_Task directions_
Rewrite all the records without the pictures, changing every "a single pair to a line" to "one pair per line" and leaving the rest the same.

· · · · ·

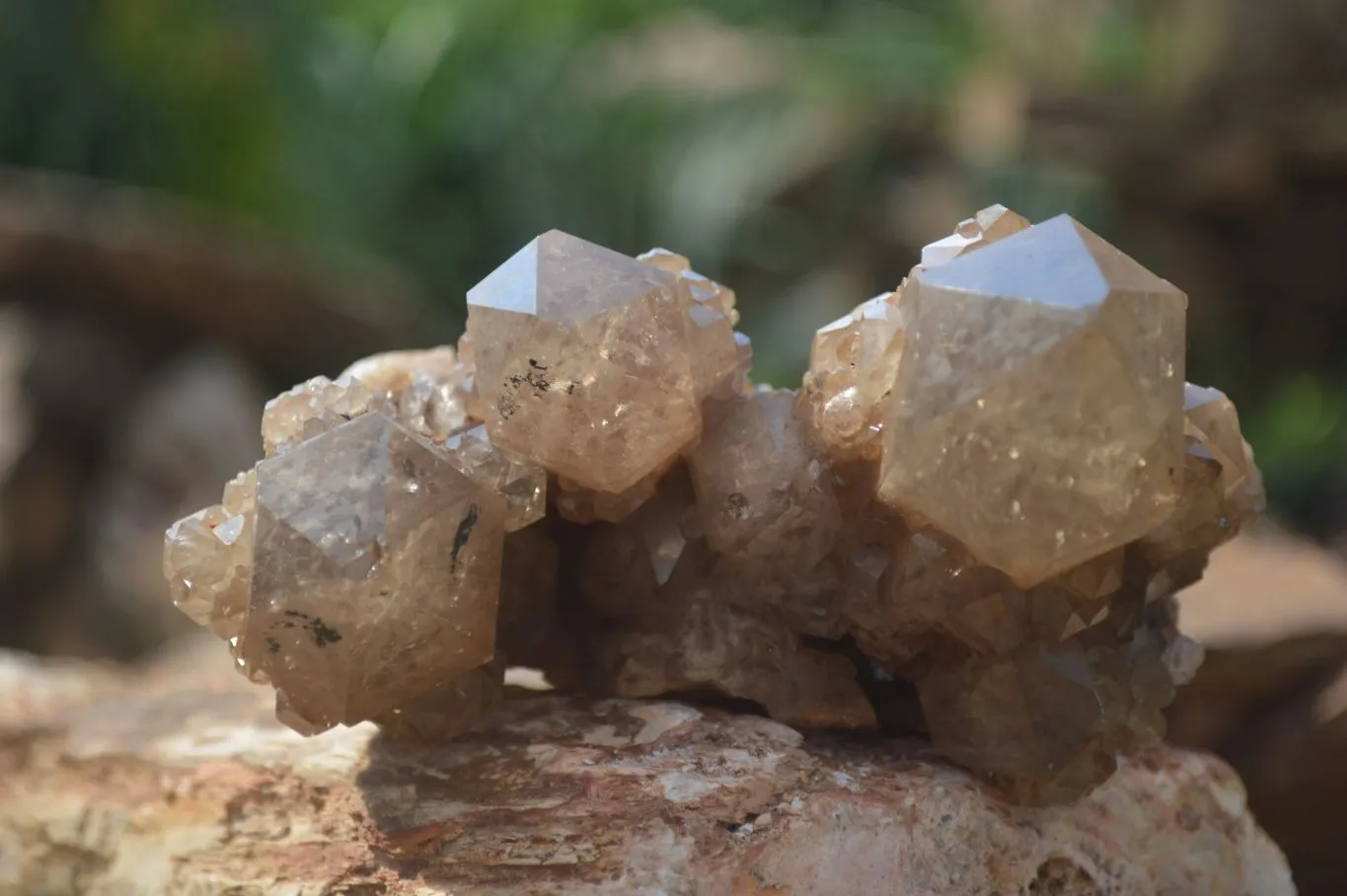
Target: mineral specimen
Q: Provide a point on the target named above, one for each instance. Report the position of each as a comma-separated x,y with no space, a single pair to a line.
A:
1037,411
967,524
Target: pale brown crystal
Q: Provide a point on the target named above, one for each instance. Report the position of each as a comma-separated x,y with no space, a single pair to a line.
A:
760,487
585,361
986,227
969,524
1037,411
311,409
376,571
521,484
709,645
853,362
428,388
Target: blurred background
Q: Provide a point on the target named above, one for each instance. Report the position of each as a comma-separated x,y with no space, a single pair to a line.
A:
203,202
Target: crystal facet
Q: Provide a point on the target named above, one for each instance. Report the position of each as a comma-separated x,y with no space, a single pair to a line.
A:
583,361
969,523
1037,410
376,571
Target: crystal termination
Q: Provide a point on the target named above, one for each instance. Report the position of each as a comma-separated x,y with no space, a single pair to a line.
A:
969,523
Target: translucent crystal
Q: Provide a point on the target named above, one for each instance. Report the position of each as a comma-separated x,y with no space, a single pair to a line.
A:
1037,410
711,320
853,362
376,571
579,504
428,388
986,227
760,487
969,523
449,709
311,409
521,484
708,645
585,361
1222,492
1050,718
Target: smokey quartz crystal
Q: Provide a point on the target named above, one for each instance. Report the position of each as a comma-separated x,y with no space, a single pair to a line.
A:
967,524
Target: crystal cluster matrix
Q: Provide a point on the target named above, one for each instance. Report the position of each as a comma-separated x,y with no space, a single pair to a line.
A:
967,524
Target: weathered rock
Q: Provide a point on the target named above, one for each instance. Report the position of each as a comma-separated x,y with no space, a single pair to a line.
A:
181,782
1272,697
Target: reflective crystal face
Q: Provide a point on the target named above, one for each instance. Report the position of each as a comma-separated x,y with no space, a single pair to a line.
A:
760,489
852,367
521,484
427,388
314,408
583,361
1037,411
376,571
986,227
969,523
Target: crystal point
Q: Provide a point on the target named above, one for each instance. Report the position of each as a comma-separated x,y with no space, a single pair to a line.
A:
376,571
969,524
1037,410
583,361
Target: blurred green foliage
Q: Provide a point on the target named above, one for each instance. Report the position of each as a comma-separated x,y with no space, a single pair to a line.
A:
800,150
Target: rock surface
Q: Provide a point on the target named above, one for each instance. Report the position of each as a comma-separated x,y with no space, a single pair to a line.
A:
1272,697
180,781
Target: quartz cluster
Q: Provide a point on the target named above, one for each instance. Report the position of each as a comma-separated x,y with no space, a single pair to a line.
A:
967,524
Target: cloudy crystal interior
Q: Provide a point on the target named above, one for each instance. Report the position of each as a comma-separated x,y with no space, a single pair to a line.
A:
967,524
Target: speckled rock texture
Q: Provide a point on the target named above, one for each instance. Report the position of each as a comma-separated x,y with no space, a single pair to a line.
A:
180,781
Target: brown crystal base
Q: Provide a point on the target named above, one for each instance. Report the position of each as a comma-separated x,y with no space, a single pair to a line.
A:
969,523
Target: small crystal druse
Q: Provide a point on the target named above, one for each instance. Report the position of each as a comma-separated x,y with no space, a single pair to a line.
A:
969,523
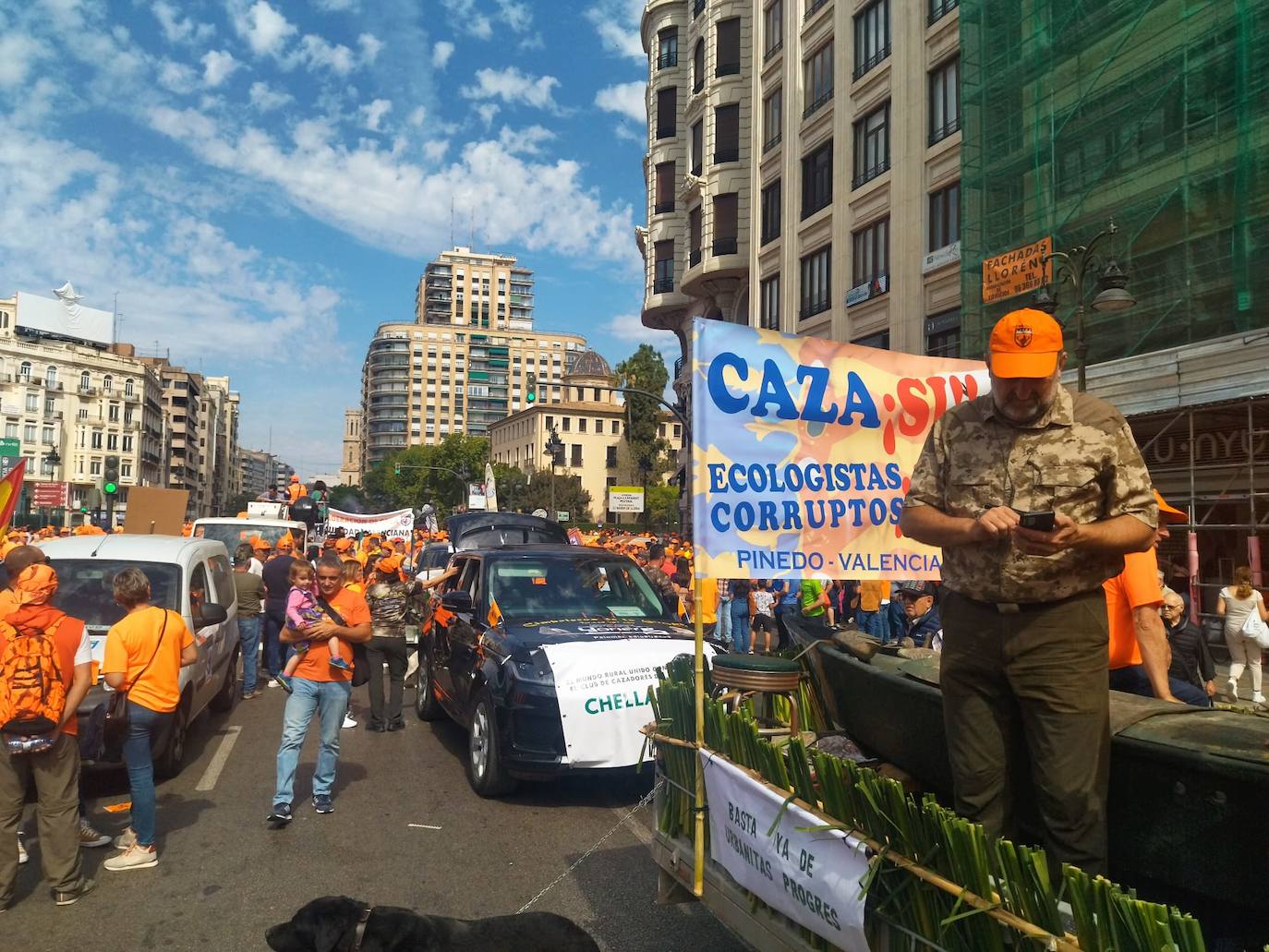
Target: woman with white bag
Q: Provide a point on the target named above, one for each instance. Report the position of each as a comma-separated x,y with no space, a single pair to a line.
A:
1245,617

· · · · ·

_Answer in full_
Target: mineral specimen
Q: Provide a point on the target named above, one for each instance. Report the position of each as a comma-separated x,y with no space, one pair per line.
A:
1037,411
967,524
Target: pale brown crystal
Q: Provide a point on the target named above, one for each instance. Report the position of each as a comma-separated x,y with no space, one pair per line.
A:
760,487
585,361
986,227
969,524
1037,411
311,409
376,571
521,484
709,645
853,362
428,388
Target: blurred background
Q: Provide a point on the target named above, one for each instance. Report the position of each as a comma-separated x,y with no space, one pair per line.
A:
203,202
Target: crystal facet
Q: Provide a point on the target named above, one for each instance. Report the position of each as a comma-separated x,y with no space, one pair per line.
A:
583,361
969,523
1037,410
376,571
Target: crystal termination
Q: Provide a point on the target named above, one for each instance. Report the position of each as a comma-separated x,y with no space, one pair per line.
A:
969,523
Target: translucent crystal
Q: Provide a point on the target named above, one for each instance. Report the position of each as a comma-separated x,y with no space, one pair per line.
A:
1037,410
711,320
853,362
376,571
579,504
428,388
986,227
760,487
969,523
449,709
311,409
521,484
708,645
585,361
1222,492
1050,718
Target: smokey quartz crystal
Q: Provide a point on the target named above, one for each instance. Report the position of each as a comma-separated x,y with no space, one pair per line.
A:
967,524
Target: crystal cluster matrix
Q: Provide a point on the target named above, one for each instance. Report the position of each as a comma-separated x,y with no space, one pair per line.
A:
967,524
Target: weathered rock
Q: Provide a point on the target named above, one for each instance. Report the position of each as a comma-separated x,y with no space, one pair per line.
A:
181,782
1272,697
Target: reflective crystal face
Q: Provide a point on the target named above, one for each instance. Report the position of each as a comma-separated x,y with no space, one pair per line.
A:
760,489
852,367
521,484
427,388
314,408
583,361
1037,411
376,571
986,227
969,523
Target: crystal point
Q: Provide a point on the target named above, one for each instance. Report the position of each as a comma-separated x,y with no space, one pair per line.
A:
376,571
969,524
1037,410
583,361
Target: blurred green foliage
Q: Provide a point on the target named above, one for each instance. Report the position of each as a comma-separated x,y with no space, one pair per line.
A:
800,150
Target: rock surface
Q: Provide a point on the target named above, one for each instance. Report the position of each as a comma-separated x,y with no space, one pair per line.
A:
1272,697
180,781
Target: quartz cluster
Q: Provide a point on the target named above, one for each instance. Report the position of each as a comma-separated x,y with no space, one pair per line.
A:
967,524
Target: cloudy crystal interior
Q: Provide a point on the target named above, one for each instance. Report the position of each as a comma-separated x,y with no space, one pair per line.
A:
967,524
Target: speckled rock texture
Q: Provide a point on the target named above, one for each instance. Report the position of each as a comma-separated x,y with no space, one pair per line.
A:
180,781
Target: brown crystal base
Q: Provide a point on the target named above, one for each instance. Report the position of each as a comma-separated x,y with no space, one pair per line.
A:
969,523
Target: small crystal druse
Q: Provide a point on the target named above, one for each instance. Report the position of each as a comma-separated x,y with no space, one pair per line.
A:
969,523
Target: woman with white bag
Q: Provide a point on the target named above, one for each instance. Report the position of each as a comma-separated x,y with no space, one pair per line.
A:
1245,617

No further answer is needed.